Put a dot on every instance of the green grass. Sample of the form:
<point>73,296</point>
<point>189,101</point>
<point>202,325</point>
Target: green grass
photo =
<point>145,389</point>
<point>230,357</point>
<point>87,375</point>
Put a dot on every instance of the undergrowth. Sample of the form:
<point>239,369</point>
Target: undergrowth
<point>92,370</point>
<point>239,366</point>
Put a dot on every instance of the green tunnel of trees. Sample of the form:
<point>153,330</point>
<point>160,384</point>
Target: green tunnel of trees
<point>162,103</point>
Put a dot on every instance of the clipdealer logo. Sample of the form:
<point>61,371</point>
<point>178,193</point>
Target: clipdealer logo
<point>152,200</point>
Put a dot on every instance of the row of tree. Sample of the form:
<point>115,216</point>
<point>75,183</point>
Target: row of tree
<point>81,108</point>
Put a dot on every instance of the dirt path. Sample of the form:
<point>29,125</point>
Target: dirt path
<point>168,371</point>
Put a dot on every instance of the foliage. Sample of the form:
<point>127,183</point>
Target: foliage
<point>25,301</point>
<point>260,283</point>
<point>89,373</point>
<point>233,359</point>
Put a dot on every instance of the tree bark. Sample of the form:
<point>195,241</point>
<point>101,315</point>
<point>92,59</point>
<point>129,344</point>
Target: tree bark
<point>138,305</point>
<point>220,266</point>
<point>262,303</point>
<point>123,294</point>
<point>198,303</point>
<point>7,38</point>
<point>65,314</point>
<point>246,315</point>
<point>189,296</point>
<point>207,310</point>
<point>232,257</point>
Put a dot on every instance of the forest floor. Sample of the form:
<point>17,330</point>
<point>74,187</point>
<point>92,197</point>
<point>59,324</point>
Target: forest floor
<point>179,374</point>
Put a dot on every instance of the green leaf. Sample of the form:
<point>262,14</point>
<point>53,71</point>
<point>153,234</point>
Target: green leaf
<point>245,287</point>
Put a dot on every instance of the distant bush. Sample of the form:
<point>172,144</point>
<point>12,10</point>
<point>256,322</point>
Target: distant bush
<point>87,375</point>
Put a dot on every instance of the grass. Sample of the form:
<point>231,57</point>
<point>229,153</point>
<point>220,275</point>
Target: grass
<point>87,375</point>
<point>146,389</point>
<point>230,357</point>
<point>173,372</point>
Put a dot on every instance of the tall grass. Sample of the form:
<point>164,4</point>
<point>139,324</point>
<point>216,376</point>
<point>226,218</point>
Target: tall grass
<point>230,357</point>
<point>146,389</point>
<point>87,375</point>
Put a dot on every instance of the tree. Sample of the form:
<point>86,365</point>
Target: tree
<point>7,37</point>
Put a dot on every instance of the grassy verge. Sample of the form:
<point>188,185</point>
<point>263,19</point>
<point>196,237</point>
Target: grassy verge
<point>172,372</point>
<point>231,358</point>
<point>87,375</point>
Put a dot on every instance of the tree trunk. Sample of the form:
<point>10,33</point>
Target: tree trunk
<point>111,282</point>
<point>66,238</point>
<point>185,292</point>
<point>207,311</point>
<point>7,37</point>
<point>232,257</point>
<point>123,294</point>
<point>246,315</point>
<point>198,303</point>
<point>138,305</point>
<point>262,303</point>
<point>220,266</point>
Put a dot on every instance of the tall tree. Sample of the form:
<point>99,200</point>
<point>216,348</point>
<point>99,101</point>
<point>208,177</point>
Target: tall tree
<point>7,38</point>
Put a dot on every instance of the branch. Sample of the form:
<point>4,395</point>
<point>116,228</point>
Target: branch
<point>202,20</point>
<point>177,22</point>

++++++++++

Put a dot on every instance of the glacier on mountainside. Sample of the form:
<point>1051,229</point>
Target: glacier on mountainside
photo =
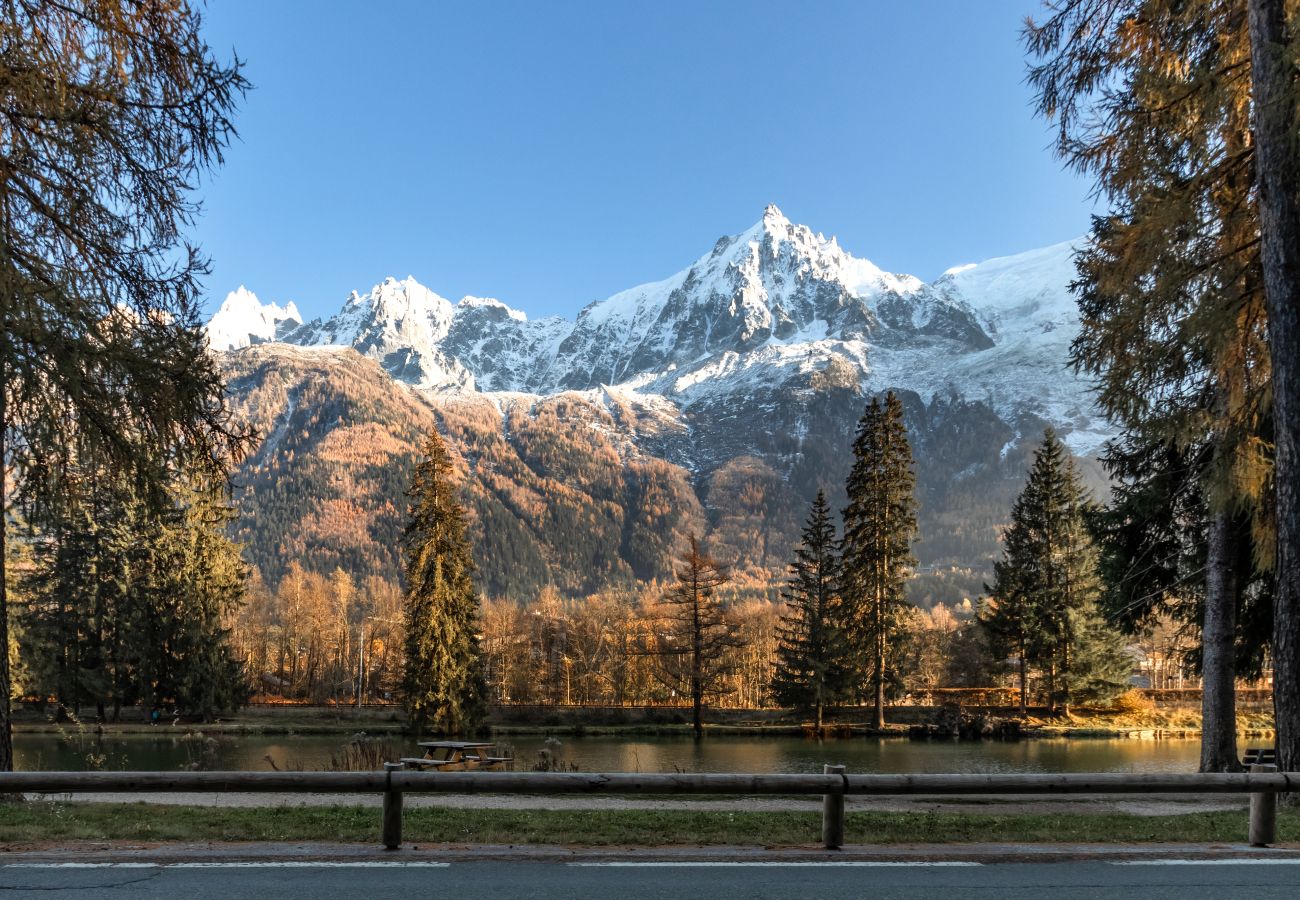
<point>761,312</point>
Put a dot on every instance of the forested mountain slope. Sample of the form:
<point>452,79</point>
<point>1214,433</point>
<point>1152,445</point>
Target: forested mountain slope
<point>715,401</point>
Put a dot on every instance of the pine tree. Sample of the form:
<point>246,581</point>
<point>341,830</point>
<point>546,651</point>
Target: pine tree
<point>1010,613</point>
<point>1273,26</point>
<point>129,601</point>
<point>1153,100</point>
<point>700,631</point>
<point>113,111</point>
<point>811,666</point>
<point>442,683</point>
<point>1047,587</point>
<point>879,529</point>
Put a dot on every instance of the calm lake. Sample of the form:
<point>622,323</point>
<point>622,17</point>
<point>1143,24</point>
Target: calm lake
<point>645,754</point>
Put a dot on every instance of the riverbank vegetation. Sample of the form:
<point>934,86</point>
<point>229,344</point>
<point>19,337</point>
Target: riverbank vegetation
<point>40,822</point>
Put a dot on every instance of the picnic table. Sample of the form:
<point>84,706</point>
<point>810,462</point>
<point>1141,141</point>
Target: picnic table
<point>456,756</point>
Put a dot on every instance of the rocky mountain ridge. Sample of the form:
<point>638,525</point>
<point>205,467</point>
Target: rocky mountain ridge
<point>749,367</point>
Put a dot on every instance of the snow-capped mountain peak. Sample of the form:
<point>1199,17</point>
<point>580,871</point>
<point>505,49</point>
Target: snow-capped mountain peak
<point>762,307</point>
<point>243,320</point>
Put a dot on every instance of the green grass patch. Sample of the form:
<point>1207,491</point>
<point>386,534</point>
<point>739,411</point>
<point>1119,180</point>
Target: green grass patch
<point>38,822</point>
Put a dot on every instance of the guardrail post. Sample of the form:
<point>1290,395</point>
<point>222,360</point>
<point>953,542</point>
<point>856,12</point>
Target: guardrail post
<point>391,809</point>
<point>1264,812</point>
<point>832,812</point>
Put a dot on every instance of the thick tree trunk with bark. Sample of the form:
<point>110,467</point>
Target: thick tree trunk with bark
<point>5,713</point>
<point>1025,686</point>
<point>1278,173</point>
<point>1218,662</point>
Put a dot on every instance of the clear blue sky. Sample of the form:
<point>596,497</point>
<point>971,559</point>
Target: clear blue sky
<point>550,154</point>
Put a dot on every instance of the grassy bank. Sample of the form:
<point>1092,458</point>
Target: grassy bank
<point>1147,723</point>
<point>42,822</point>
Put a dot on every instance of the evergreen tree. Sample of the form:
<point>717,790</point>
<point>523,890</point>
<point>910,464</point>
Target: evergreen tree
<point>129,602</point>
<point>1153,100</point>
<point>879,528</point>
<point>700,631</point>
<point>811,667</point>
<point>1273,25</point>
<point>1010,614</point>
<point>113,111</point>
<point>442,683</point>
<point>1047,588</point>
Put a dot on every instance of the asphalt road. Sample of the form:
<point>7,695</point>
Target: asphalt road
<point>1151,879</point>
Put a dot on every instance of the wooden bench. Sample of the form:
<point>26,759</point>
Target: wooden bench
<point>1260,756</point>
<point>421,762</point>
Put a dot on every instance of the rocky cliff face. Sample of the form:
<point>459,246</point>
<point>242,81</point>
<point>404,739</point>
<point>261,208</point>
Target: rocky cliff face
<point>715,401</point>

++++++++++

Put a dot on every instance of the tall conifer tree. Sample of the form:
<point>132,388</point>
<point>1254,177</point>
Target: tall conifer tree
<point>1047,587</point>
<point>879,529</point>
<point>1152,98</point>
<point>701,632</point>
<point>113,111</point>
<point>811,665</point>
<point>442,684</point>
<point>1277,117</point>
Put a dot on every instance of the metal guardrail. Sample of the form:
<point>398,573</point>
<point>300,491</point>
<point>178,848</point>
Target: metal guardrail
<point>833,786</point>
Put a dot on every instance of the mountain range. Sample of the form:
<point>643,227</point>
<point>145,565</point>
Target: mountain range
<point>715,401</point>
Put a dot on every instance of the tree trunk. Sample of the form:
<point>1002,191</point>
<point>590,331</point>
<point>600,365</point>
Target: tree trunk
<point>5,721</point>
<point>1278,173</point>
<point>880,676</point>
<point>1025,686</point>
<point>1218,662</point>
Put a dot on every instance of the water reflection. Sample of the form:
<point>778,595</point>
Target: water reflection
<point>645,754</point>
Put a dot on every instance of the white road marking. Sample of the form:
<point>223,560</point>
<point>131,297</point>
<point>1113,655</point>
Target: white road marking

++++++++++

To be done
Copy the part of the data above that opens with the line containing "Put a dot on every instance of the mountain" and closes with the line containing "Target: white road marking", keeping every line unchanged.

Exercise solution
Put a dot on every instance of the mountain range. Sample of the form:
<point>643,227</point>
<point>145,565</point>
Target: mountain range
<point>715,401</point>
Put a dot on every instance of the tree trunk. Sample of the form:
<point>1002,191</point>
<point>590,331</point>
<point>600,365</point>
Target: tree trunk
<point>5,721</point>
<point>1278,173</point>
<point>880,676</point>
<point>1025,686</point>
<point>1218,662</point>
Put a dot on every instance of the water reflection. Sample of the form:
<point>778,595</point>
Target: water reflection
<point>645,754</point>
Put a dot on every instance of the white road marking. Sample of the form:
<point>223,560</point>
<point>131,297</point>
<point>1113,655</point>
Target: white road marking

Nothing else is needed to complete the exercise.